Start DATA SHOWN

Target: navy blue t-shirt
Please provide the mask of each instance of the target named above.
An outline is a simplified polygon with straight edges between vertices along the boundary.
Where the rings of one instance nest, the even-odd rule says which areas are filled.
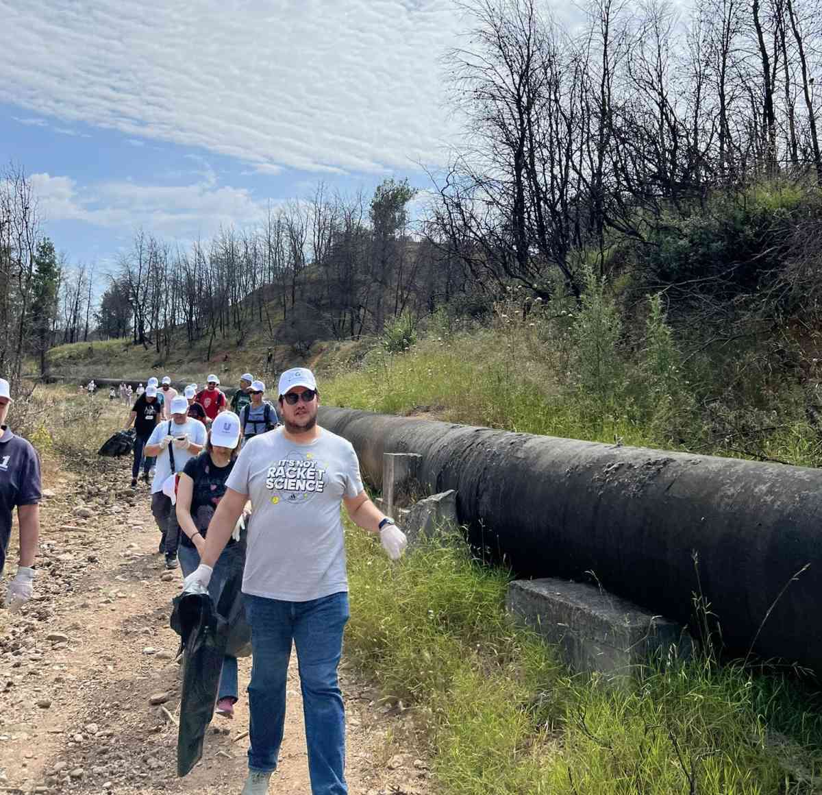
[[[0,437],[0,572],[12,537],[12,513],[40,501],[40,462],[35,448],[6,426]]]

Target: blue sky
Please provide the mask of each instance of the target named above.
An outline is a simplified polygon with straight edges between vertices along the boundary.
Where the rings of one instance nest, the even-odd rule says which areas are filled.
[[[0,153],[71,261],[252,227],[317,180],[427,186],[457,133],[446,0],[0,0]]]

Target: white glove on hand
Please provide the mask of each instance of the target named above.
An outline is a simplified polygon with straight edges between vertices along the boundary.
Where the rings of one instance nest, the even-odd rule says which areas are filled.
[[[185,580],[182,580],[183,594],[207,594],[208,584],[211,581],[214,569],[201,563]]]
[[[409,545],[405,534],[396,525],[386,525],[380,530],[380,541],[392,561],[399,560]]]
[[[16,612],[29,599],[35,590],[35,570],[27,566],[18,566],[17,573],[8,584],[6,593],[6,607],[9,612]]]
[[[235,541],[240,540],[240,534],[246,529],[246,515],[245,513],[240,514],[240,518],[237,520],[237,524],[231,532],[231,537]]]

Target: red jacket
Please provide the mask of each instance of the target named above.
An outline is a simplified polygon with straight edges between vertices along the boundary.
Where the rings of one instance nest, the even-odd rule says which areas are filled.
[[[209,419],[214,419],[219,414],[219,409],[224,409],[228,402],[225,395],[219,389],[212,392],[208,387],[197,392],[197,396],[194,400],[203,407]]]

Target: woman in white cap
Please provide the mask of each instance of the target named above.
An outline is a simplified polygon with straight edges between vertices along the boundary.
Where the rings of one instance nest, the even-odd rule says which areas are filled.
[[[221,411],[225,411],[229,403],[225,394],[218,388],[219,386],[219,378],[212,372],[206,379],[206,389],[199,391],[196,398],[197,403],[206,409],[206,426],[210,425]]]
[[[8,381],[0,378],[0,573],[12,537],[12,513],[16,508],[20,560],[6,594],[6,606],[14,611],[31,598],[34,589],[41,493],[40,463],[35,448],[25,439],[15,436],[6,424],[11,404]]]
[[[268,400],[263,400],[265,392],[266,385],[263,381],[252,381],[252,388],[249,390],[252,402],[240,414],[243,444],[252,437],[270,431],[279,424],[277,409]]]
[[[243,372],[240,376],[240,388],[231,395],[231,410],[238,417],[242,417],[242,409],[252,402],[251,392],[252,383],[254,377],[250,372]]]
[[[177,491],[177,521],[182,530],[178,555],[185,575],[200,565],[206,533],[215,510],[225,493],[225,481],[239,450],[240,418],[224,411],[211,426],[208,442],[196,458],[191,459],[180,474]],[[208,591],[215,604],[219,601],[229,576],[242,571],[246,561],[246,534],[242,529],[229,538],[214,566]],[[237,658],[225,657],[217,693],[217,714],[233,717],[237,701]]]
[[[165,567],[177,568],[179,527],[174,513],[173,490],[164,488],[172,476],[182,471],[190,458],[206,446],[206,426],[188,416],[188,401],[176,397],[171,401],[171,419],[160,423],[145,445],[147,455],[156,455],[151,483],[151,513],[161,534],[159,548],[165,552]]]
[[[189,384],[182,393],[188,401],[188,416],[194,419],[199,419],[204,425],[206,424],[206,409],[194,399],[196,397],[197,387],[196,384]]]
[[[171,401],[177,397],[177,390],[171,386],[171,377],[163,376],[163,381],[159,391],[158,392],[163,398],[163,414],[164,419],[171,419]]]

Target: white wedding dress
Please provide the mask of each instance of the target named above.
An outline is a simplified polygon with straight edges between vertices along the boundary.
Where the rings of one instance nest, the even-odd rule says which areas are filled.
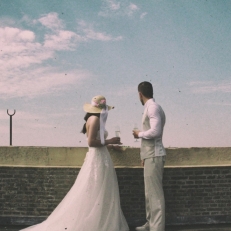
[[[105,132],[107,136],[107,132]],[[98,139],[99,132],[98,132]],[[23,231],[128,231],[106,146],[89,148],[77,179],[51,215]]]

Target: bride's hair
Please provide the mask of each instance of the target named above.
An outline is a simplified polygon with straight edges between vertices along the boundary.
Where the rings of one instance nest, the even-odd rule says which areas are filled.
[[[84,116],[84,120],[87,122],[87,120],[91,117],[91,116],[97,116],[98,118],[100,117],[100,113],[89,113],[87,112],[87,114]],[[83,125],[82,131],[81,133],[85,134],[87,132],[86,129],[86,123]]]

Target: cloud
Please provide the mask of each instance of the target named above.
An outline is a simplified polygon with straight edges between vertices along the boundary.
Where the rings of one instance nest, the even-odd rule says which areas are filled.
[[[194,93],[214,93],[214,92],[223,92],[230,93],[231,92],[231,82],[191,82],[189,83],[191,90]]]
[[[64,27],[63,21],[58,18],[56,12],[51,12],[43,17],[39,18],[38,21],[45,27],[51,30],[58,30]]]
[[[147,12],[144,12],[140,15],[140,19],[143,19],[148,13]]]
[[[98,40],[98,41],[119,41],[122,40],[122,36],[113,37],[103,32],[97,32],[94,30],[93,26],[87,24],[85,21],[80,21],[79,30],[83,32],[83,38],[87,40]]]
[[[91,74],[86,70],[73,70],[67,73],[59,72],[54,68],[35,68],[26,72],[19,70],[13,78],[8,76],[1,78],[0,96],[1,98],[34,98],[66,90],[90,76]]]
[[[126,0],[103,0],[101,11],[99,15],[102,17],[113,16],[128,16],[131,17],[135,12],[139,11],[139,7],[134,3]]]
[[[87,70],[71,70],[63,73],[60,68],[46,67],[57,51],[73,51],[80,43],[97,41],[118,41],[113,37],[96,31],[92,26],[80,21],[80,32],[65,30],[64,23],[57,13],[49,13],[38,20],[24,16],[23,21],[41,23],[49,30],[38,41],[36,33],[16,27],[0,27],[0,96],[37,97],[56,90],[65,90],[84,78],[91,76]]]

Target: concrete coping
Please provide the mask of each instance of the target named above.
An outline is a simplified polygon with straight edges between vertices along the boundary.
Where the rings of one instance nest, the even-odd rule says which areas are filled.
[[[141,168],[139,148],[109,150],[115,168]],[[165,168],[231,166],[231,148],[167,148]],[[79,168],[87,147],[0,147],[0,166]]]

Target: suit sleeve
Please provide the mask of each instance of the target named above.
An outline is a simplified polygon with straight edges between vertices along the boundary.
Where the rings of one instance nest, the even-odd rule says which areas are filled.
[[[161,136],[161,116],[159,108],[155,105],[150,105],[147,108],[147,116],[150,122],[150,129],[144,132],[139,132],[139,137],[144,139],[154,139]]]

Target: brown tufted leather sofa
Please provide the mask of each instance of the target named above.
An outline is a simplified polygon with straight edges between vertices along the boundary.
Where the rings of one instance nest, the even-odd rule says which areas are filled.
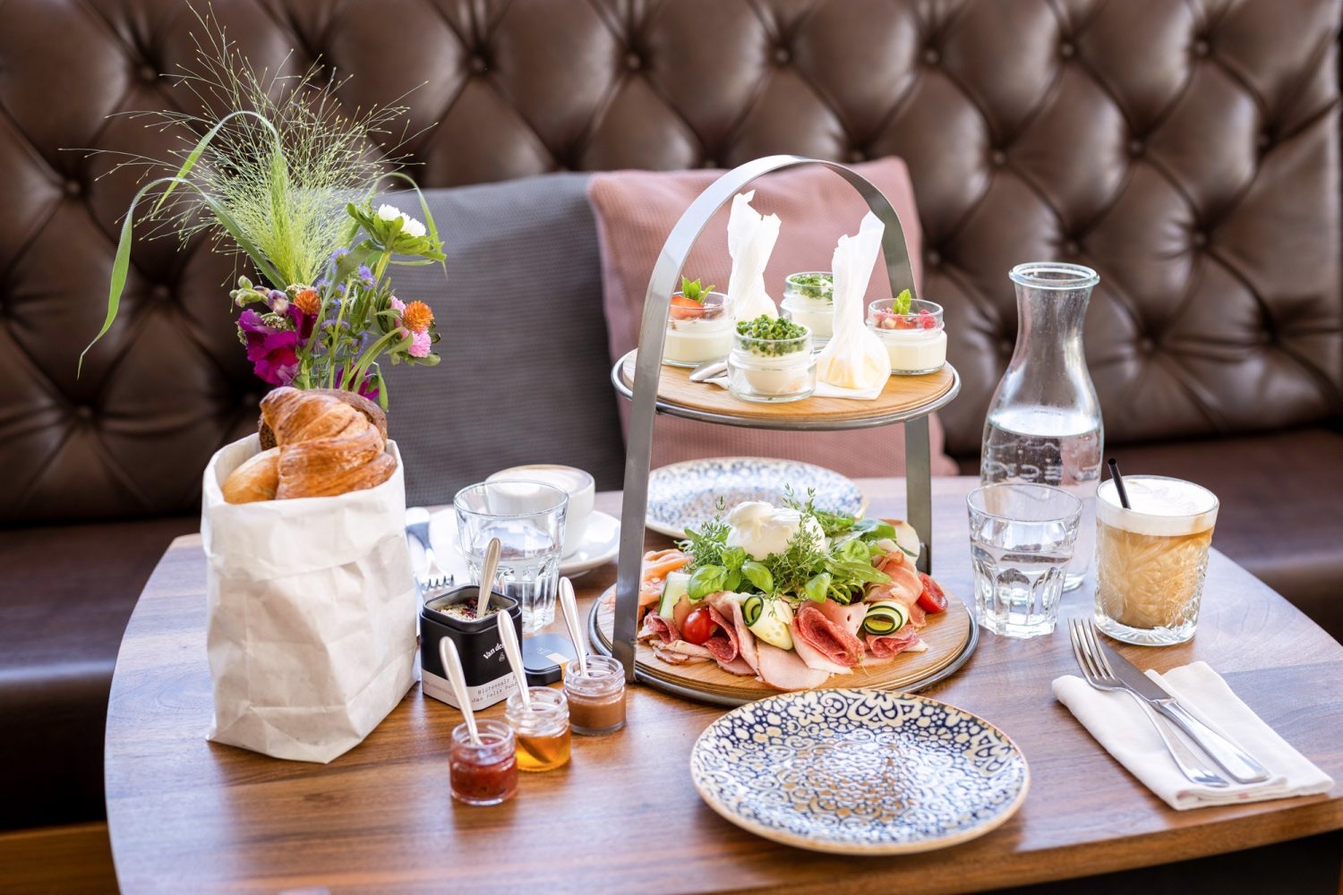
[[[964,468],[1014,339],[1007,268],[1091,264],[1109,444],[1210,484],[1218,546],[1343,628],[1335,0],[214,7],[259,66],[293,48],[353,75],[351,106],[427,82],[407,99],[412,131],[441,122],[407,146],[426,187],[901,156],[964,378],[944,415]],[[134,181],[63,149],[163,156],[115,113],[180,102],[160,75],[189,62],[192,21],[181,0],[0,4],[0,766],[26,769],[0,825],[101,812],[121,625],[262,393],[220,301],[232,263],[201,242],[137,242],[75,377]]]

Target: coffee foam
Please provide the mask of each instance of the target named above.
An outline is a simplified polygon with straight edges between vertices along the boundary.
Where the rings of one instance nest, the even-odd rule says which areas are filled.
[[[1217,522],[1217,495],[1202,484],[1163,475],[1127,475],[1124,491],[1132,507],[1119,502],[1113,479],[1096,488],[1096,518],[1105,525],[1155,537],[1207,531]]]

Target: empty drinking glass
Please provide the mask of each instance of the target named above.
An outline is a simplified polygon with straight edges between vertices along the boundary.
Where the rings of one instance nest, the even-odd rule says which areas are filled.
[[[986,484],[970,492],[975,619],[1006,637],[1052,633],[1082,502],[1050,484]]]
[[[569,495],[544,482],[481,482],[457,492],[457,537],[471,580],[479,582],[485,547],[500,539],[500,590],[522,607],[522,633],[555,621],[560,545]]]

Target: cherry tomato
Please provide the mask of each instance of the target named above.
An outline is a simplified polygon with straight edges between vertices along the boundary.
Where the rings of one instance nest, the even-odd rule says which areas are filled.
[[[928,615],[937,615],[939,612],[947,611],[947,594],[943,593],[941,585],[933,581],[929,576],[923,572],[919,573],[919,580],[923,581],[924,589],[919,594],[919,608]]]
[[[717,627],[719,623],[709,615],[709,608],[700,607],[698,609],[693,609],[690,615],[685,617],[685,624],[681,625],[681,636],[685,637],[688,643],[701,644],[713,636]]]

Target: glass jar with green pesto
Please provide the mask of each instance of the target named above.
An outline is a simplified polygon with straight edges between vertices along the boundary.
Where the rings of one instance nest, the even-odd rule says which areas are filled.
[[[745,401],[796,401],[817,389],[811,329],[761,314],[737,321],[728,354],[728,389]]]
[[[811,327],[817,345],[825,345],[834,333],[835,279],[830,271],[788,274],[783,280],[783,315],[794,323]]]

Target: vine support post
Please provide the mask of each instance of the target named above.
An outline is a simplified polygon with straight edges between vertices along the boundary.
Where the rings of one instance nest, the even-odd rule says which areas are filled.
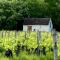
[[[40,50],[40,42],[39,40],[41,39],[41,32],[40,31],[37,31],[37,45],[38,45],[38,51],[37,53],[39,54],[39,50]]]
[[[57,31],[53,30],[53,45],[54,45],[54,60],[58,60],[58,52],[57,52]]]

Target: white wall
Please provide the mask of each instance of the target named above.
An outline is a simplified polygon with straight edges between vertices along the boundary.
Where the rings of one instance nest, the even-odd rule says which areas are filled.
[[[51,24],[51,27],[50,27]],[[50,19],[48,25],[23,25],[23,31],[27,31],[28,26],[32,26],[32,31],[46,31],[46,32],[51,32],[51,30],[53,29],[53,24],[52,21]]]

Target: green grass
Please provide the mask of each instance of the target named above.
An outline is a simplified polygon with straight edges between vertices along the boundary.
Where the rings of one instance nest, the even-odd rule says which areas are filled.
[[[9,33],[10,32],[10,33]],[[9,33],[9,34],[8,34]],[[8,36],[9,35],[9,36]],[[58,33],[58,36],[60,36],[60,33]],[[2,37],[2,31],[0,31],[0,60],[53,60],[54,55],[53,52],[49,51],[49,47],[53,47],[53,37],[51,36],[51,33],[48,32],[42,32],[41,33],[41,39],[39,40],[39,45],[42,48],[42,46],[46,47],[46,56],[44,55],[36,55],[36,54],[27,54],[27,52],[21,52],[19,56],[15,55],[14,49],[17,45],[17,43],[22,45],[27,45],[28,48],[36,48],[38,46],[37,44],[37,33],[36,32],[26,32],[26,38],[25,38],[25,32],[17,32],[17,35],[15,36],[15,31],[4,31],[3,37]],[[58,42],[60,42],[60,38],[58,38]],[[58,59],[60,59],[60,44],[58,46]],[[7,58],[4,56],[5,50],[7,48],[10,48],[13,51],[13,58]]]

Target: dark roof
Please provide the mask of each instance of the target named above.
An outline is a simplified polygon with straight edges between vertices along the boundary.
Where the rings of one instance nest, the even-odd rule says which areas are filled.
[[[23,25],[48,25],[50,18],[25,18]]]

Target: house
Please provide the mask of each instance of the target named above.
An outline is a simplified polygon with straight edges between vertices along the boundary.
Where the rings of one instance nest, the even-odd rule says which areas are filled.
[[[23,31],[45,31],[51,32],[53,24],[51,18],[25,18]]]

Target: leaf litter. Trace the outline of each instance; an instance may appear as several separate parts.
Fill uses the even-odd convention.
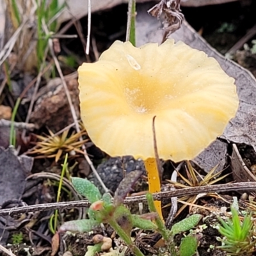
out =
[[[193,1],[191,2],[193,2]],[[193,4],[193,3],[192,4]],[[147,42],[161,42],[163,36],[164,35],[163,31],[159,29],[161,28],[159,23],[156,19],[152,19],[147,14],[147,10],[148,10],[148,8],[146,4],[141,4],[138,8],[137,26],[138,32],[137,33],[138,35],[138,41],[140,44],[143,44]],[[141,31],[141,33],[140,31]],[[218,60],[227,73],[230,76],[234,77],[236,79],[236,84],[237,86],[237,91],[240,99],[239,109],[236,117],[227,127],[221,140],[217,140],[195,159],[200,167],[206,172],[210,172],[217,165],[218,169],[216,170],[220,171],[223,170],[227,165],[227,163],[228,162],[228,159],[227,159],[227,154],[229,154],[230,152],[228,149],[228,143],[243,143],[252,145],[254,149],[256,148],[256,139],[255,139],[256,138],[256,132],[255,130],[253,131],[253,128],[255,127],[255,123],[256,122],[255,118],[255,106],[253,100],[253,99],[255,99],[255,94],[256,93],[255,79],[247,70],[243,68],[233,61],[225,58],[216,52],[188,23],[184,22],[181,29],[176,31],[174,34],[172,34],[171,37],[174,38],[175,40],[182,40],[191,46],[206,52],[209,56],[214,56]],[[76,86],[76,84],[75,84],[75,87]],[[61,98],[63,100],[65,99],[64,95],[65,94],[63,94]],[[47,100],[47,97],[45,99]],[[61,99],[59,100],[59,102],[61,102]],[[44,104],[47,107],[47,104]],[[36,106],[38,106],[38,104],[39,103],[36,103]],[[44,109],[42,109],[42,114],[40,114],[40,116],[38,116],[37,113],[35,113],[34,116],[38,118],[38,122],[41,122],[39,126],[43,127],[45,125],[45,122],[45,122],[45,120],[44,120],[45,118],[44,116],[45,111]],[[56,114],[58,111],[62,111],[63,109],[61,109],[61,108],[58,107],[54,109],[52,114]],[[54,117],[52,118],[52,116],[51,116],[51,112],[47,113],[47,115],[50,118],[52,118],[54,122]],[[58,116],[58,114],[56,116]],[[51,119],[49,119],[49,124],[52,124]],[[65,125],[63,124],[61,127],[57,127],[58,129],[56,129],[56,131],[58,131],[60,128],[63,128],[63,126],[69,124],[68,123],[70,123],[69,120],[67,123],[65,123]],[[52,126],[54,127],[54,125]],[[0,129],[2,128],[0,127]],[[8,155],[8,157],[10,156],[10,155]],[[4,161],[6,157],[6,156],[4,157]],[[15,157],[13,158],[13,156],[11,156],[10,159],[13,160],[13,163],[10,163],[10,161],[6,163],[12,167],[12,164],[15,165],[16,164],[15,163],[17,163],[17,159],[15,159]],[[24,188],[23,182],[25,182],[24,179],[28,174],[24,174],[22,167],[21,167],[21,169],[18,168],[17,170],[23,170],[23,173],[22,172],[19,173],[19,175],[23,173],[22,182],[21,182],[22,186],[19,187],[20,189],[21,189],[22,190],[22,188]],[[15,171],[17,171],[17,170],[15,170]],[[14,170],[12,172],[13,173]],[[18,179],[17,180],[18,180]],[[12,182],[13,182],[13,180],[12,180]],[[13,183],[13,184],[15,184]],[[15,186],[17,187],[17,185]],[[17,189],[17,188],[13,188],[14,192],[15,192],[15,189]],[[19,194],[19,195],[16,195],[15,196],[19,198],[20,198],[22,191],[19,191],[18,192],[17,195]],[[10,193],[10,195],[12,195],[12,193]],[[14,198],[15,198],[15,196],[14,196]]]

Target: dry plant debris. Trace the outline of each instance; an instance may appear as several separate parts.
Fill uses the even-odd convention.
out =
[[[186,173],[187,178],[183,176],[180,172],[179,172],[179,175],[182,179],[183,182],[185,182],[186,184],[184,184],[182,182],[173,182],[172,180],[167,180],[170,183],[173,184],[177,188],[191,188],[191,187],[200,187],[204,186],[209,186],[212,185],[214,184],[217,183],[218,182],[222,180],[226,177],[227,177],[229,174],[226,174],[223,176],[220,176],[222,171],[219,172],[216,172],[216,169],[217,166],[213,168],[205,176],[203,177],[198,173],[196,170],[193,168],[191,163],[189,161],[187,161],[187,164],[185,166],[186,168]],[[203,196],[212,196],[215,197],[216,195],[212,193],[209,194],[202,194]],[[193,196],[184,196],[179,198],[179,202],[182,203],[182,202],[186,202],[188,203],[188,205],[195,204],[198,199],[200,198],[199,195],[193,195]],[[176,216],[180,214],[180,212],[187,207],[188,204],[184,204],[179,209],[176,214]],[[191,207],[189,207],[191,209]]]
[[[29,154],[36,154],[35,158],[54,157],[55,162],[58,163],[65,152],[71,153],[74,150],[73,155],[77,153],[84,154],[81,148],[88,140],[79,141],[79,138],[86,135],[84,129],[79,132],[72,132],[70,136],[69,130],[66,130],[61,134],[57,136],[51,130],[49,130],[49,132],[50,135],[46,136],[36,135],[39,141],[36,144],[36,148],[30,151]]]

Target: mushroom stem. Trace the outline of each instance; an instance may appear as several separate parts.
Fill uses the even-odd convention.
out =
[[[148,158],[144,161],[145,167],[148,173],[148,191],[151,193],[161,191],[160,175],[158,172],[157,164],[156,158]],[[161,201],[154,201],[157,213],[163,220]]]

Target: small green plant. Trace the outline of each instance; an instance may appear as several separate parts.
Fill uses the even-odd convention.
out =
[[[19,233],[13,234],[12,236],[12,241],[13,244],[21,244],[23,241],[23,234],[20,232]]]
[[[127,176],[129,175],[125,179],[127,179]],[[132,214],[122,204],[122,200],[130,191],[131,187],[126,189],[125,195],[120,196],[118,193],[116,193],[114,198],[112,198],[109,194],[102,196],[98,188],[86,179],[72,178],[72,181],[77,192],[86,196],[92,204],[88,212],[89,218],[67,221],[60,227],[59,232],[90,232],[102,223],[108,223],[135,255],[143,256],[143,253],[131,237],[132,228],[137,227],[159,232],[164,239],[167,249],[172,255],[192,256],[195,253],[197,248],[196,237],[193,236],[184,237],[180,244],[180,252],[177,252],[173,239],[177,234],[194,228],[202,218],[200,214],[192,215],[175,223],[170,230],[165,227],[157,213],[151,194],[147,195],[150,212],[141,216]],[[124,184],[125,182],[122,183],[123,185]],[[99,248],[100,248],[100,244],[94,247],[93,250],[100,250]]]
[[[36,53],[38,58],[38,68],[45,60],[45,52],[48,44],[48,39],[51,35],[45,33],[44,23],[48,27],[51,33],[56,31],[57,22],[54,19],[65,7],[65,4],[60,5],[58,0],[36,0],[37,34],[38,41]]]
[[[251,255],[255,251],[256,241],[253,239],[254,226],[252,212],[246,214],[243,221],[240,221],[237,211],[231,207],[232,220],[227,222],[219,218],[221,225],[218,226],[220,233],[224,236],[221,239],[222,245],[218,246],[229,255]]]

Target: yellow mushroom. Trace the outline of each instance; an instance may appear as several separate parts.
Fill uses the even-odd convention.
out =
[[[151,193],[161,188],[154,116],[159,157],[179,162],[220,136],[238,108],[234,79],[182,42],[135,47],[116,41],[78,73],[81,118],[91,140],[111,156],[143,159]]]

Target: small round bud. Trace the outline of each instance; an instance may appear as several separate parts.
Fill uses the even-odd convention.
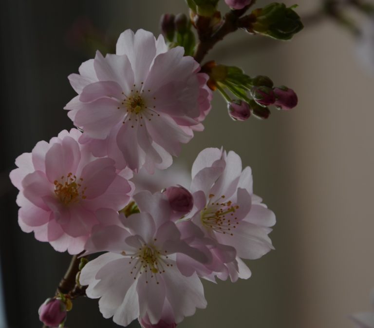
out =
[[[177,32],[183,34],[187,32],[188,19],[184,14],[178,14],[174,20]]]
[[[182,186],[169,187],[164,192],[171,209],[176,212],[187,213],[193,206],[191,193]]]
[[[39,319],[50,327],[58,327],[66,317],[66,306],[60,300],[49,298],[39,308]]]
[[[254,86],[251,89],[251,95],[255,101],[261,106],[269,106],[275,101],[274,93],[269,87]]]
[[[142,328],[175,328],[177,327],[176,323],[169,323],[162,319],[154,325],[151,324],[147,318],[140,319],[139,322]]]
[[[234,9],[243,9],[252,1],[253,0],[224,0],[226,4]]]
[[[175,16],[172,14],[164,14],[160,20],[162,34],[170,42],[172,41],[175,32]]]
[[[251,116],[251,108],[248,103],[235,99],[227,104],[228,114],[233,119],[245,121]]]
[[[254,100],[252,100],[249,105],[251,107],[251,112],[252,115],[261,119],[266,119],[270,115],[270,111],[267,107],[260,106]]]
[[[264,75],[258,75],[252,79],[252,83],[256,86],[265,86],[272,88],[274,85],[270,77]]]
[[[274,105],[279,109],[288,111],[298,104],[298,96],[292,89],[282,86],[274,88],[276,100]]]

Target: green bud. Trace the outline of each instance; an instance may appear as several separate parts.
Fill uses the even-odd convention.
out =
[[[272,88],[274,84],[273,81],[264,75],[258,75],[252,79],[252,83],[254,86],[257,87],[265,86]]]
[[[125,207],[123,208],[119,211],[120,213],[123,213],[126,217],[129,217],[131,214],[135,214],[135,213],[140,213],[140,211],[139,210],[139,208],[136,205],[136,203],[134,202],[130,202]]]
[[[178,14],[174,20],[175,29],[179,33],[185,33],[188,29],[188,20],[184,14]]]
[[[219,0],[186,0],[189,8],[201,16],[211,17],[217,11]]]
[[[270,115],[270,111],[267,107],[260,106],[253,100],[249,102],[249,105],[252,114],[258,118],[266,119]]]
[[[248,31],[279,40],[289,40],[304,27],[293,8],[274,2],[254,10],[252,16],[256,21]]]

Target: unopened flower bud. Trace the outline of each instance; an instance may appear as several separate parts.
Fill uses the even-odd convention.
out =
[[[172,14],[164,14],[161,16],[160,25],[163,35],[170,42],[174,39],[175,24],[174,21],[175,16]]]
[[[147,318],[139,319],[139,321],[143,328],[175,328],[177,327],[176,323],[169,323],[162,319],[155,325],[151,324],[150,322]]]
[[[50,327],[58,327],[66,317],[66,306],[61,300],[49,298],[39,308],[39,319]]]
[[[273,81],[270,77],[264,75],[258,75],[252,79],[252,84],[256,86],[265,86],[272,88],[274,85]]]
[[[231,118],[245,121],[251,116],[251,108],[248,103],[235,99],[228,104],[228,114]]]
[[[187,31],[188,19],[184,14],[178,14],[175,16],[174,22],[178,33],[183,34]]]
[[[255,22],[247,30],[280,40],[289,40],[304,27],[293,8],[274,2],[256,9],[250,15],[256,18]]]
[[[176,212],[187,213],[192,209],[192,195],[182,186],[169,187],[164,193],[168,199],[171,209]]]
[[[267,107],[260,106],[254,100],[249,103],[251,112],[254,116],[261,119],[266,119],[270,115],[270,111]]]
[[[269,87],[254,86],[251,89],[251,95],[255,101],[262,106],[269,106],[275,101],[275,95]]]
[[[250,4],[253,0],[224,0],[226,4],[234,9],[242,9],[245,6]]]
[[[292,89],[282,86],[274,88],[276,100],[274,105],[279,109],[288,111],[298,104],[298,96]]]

End DATA SHOWN

GOAL OF THE EXERCISE: Recast the stretch from the line containing "Target: dark roof" through the line containing "[[[23,25],[48,25],[50,18],[25,18]]]", both included, as a Markdown table with columns Row and Line. Number each row, and leave out blank lines.

TASK RESPONSE:
| Row | Line |
|---|---|
| 1 | Target: dark roof |
| 2 | Please provide the mask of each instance of the target named above. |
| 3 | An outline is a simplified polygon with straight edges between vertices along the boundary. |
| 4 | Where the rings of one instance nest, the even-odd rule says which areas are filled. |
| 5 | [[[23,25],[48,25],[50,18],[25,18]]] |